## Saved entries
============================================================
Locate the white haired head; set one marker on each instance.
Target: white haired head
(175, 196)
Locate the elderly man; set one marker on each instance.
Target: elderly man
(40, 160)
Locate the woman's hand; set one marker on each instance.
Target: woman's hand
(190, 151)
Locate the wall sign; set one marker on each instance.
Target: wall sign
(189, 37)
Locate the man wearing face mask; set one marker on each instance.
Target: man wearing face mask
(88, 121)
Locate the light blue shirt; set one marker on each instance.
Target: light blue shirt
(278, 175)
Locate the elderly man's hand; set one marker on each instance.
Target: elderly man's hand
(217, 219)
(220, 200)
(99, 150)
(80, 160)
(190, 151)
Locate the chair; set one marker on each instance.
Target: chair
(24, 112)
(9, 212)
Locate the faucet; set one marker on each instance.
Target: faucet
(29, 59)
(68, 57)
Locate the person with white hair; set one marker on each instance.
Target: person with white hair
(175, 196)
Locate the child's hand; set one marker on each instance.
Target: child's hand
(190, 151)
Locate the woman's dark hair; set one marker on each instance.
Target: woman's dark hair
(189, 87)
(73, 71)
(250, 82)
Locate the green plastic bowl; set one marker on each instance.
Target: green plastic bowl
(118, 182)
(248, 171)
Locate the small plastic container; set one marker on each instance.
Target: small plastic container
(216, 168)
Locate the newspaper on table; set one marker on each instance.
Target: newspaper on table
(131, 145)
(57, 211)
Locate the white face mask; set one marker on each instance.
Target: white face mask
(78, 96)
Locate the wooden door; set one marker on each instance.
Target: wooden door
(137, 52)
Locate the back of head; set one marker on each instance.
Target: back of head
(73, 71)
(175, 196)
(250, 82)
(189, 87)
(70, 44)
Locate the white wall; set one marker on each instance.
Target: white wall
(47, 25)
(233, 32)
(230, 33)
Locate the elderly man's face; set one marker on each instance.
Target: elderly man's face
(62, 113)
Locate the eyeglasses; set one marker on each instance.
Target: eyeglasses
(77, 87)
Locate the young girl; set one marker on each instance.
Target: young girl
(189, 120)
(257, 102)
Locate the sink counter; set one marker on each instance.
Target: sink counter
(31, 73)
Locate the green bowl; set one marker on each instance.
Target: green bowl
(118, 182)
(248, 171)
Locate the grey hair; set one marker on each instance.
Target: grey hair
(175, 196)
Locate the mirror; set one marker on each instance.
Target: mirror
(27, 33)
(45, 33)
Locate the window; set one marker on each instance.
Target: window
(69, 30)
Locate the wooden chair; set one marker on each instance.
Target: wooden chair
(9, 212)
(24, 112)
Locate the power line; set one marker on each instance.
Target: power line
============================================================
## Exercise requirements
Among the lines above, find those holding the word "power" and state how many there are, number only.

## Task output
2